▸ **Exercise details**
State how many lines in the saved entries below contain the string "target", with case counting. Reply with the number alone.

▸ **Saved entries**
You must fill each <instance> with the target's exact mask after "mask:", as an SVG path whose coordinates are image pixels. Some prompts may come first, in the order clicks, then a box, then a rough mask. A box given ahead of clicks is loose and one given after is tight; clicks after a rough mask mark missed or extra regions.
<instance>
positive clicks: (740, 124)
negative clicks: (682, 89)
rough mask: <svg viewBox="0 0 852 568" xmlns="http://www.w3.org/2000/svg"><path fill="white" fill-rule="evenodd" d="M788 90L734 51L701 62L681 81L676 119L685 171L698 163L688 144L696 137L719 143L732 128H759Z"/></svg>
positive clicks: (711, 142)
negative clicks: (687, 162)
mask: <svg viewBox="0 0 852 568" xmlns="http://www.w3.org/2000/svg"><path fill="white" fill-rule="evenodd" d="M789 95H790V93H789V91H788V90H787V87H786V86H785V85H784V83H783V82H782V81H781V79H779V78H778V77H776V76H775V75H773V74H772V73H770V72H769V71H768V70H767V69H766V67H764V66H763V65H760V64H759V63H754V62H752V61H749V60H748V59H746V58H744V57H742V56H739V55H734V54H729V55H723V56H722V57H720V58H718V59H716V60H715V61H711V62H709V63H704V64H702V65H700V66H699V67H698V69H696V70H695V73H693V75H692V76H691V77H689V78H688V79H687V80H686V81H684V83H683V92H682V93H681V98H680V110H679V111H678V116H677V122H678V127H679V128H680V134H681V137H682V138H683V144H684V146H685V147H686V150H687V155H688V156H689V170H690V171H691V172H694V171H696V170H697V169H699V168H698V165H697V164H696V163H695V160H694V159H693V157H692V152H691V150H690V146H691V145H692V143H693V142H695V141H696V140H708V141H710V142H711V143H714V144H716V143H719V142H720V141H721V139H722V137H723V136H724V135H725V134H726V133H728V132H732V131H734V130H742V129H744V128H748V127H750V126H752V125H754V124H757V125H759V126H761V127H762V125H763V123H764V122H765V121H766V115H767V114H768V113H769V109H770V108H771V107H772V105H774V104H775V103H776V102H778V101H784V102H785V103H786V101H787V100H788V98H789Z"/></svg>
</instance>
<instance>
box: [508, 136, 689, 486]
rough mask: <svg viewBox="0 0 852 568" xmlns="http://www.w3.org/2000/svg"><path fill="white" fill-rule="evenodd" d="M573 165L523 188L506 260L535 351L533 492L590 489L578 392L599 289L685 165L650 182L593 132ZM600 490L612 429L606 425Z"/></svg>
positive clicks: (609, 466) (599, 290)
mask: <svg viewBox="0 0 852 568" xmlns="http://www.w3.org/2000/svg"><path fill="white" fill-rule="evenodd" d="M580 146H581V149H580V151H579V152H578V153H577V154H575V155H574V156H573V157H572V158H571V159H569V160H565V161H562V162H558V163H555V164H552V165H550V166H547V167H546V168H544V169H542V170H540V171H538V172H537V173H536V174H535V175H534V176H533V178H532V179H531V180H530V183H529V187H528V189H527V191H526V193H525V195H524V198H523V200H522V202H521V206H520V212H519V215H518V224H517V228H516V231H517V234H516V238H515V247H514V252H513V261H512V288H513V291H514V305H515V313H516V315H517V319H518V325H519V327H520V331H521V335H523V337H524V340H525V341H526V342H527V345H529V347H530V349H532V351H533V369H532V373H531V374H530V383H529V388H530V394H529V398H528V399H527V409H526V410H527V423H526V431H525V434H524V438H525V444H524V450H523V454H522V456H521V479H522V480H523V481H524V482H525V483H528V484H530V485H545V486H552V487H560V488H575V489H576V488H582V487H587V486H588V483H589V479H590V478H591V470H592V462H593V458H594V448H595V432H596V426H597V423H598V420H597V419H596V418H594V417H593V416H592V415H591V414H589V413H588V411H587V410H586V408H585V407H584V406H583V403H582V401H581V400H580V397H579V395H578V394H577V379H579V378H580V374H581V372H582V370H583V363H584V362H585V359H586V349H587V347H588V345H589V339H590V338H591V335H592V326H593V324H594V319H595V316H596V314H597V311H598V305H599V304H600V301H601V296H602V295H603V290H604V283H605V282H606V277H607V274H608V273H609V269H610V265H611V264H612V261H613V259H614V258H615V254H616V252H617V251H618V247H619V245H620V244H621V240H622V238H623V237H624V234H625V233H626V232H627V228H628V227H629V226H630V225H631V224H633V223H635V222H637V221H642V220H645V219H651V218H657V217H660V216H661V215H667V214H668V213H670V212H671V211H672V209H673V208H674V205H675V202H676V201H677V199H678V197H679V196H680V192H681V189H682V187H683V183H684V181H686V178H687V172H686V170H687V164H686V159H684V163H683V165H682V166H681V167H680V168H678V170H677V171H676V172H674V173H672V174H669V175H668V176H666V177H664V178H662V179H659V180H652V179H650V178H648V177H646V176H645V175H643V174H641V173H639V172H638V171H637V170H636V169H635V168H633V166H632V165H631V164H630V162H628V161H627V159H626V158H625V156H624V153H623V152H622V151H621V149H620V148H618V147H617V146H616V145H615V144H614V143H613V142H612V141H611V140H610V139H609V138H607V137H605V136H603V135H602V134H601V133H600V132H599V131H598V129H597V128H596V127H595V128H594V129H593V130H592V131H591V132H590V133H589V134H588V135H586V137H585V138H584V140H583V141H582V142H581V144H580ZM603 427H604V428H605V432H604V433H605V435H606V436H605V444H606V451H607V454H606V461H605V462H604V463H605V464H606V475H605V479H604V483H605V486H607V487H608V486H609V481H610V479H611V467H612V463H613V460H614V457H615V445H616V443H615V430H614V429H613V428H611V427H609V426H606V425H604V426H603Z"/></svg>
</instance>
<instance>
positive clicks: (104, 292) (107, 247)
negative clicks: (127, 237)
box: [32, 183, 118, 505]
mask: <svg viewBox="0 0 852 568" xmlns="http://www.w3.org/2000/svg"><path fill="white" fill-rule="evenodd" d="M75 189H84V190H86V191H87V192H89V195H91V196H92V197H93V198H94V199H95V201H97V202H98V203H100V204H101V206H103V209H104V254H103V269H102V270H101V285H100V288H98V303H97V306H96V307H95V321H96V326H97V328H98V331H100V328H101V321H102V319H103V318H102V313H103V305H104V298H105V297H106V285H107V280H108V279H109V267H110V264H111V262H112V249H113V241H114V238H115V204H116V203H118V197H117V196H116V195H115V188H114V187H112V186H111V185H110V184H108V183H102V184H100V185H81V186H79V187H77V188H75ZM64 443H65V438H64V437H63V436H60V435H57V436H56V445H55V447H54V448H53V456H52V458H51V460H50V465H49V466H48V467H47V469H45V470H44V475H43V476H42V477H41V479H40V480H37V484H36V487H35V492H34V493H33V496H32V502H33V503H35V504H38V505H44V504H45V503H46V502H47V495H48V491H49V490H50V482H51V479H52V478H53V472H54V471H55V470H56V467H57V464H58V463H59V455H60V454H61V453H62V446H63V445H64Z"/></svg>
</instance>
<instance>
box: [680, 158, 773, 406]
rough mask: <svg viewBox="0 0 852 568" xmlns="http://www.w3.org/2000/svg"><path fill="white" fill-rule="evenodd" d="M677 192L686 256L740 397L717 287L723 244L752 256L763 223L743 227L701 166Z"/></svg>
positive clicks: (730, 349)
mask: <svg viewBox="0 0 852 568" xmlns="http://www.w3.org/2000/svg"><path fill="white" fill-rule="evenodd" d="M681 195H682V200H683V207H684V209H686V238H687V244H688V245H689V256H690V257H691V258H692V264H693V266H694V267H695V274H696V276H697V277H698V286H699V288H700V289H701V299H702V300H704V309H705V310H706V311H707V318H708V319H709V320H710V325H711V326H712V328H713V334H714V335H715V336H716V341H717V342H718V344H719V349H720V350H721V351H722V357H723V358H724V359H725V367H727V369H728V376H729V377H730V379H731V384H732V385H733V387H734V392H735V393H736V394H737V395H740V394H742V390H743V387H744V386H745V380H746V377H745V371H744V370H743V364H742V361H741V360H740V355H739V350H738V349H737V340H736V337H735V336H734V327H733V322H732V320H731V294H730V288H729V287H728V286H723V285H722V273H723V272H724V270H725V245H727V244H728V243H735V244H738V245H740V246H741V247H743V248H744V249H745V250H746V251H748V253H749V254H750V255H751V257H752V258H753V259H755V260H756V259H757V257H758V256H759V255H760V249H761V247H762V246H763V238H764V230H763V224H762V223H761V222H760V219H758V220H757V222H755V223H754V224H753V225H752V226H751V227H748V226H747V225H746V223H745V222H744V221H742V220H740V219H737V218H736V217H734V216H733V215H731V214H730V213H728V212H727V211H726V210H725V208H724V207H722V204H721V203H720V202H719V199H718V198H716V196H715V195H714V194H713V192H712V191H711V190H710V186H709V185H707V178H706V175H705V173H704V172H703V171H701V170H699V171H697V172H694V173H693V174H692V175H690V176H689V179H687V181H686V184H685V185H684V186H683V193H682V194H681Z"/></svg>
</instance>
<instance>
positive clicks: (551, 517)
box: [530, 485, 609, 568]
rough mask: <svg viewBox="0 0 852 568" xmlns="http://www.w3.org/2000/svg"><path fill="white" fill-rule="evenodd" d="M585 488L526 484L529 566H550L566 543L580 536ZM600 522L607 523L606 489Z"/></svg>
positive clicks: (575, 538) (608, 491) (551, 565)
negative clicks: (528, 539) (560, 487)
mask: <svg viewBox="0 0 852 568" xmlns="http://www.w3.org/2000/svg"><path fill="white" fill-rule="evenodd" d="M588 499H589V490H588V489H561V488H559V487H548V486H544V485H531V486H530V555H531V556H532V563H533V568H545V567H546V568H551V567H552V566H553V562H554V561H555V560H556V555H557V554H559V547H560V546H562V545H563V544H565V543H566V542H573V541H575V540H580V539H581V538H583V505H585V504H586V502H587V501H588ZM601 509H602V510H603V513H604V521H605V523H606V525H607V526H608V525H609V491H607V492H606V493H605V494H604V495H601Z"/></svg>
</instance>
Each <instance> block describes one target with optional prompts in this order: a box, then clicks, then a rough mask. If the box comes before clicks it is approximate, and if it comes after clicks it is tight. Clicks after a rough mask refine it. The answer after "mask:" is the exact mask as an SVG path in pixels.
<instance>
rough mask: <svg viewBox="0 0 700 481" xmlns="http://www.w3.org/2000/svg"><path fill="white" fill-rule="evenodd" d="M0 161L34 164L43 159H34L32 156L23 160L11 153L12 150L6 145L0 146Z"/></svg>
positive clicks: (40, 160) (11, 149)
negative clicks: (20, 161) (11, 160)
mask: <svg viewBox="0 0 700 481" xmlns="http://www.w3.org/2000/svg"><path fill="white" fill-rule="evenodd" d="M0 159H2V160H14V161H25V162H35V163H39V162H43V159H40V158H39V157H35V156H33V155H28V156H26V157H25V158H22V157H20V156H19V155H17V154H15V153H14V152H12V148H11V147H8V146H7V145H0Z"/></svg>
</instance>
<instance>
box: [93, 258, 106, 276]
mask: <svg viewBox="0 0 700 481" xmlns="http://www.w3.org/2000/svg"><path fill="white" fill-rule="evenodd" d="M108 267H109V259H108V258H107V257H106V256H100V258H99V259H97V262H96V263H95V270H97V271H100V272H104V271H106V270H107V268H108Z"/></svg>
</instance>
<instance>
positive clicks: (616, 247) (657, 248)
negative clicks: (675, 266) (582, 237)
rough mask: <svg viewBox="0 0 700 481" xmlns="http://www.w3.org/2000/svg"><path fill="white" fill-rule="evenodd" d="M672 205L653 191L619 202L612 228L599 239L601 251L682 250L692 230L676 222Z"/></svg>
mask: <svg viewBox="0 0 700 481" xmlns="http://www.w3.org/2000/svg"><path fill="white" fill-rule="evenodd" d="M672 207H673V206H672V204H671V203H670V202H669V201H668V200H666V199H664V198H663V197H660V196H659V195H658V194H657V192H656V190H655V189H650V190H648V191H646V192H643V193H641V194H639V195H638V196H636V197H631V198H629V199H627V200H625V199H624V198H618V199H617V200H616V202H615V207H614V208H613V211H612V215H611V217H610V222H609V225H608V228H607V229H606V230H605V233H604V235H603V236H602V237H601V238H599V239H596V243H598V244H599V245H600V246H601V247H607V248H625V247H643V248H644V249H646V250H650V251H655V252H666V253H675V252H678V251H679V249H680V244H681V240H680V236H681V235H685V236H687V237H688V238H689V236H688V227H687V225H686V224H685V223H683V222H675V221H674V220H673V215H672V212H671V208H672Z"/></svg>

▸ **Solution to this task**
2